Document passage>
Question

if cosecθ-sinθ =m^3 and secθ-cosθ=n^3 then prove that n^2 m^4 +n^4 m^2 = 1

Answer 1

cosec∅ - sin∅ = m -----(1)

sec∅ - cos∅ = n --------(2)

from equation ,(1)

cosec∅ - sin∅ = m

1/sin∅ - sin∅ = m

1 - sin²∅ = m.sin∅

sin²∅ + m.sin∅ -1 = 0

m.sin∅ = 1 - sin²∅ = cos²∅

m = cos²∅/sin∅ ---------(3)

again, similarly , from equation ,(2)

sec∅ - cos∅ = n

1/cos∅ - cos∅ = n

1 - cos²∅ = n.cos∅

cos²∅ + n.cos∅ -1 = 0

n.cos∅ = 1 - cos²∅ = sin²∅

n = sin²∅/cos∅ -------(4)

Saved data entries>
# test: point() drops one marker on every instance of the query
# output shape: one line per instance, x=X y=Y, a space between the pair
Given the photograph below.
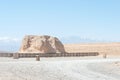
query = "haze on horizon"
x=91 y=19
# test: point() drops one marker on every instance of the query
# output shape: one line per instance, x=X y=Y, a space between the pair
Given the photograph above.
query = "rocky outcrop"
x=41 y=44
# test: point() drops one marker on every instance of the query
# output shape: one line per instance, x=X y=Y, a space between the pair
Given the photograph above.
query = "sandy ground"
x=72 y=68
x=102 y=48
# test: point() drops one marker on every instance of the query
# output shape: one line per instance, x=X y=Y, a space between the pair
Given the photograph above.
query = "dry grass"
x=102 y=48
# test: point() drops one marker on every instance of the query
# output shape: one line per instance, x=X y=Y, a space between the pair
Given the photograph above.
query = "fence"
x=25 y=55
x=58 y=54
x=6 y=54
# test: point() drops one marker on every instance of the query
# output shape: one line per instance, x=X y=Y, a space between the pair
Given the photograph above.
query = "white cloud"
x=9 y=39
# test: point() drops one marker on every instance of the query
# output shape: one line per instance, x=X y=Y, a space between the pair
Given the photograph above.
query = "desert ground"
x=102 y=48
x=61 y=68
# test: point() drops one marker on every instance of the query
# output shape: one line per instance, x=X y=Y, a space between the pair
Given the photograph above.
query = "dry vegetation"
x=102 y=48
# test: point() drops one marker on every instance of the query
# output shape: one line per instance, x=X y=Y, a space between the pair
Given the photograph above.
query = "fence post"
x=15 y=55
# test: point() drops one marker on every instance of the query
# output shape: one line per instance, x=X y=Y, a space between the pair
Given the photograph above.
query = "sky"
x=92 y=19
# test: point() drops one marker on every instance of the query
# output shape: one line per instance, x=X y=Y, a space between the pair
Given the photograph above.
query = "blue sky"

Problems to work on>
[1] Decide whether each statement agrees with the trigonometry thread, answering yes or no and quoting the deciding words: (a) The question asks for a proof that n^2 m^4 + n^4 m^2 equals 1. (b) The answer arrives at m = cos²∅/sin∅. (c) The answer arrives at n = cos²∅/sin∅.
[2] In the trigonometry thread, what does the answer give as the value of n.cos∅?

Responses in order>
[1]
(a) Yes: "prove that n^2 m^4 +n^4 m^2 = 1"
(b) Yes: "m = cos²∅/sin∅"
(c) No: "n = sin²∅/cos∅"

[2] It gives n.cos∅ as 1 - cos²∅, which equals sin²∅.